Skip to content

HPC Installation Guide

This guide covers installation of CATChem on High Performance Computing (HPC) systems.

Overview

CATChem is designed to run efficiently on HPC systems with support for:

  • Message Passing Interface (MPI) for distributed memory parallelism
  • OpenMP for shared memory parallelism
  • Hybrid MPI+OpenMP execution
  • GPU acceleration with OpenACC/CUDA
  • Containerized deployment with Singularity/Apptainer

System Requirements

Minimum Requirements

  • Compiler: Modern Fortran compiler (Intel 2019+, GNU 9+, NVIDIA HPC SDK)
  • MPI: OpenMPI 3.0+, Intel MPI 2019+, or Cray MPICH
  • Libraries: NetCDF-Fortran, HDF5, ESMF (optional)

Stated exercise A
Transcribe the rows verbatim, starting at the line that contains "For every instance of the street" and ending at the line that contains "x=418 y=508", with both of those lines included.
The text above has no connection to the rows that follow it.

Data in this exercise
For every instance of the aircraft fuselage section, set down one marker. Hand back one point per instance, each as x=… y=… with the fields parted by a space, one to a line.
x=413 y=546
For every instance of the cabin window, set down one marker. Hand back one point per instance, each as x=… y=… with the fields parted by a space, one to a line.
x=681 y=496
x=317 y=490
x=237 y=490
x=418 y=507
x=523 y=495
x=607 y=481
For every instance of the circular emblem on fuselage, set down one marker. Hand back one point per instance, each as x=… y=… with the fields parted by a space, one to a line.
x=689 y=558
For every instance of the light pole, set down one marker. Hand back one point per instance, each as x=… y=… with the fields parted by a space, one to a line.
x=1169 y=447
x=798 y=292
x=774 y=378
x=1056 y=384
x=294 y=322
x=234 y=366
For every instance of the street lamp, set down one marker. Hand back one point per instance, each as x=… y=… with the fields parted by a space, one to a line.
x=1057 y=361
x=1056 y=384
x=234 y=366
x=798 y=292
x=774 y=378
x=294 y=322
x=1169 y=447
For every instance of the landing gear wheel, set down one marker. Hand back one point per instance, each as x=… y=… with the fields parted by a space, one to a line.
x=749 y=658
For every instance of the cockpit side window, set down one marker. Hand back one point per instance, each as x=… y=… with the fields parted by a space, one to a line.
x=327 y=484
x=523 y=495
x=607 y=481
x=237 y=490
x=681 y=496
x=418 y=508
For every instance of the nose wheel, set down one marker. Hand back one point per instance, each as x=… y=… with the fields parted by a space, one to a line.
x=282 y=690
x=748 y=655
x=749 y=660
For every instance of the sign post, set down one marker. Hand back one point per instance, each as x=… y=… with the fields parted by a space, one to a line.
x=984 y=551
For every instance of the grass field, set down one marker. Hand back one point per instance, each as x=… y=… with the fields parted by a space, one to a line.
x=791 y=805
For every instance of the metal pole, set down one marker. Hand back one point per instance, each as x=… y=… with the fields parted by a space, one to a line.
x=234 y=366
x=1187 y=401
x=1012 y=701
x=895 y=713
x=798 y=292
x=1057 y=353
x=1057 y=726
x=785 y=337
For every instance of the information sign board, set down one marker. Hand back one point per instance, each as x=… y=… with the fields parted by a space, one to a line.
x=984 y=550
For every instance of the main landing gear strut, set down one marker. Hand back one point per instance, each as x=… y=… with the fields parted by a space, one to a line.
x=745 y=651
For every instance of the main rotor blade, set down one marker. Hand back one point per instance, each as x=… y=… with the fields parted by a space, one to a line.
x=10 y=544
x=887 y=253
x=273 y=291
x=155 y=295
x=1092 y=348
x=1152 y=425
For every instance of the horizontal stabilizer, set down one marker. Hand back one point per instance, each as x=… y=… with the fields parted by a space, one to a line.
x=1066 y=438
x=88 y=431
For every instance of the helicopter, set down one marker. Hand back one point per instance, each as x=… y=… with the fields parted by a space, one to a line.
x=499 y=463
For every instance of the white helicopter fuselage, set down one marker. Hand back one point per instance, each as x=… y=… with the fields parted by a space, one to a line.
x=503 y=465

Stated exercise B
Rewrite the part of the HPC installation guide that opens with the words "Minimum Requirements" and closes with "HDF5, ESMF (optional)", putting "Dependencies" in place of "Libraries".

Exercise solution A
For every instance of the street lamp, set down one marker. Hand back one point per instance, each as x=… y=… with the fields parted by a space, one to a line.
x=1057 y=361
x=1056 y=384
x=234 y=366
x=798 y=292
x=774 y=378
x=294 y=322
x=1169 y=447
For every instance of the landing gear wheel, set down one marker. Hand back one point per instance, each as x=… y=… with the fields parted by a space, one to a line.
x=749 y=658
For every instance of the cockpit side window, set down one marker. Hand back one point per instance, each as x=… y=… with the fields parted by a space, one to a line.
x=327 y=484
x=523 y=495
x=607 y=481
x=237 y=490
x=681 y=496
x=418 y=508

Exercise solution B
Minimum Requirements

  • Compiler: Modern Fortran compiler (Intel 2019+, GNU 9+, NVIDIA HPC SDK)
  • MPI: OpenMPI 3.0+, Intel MPI 2019+, or Cray MPICH
  • Dependencies: NetCDF-Fortran, HDF5, ESMF (optional)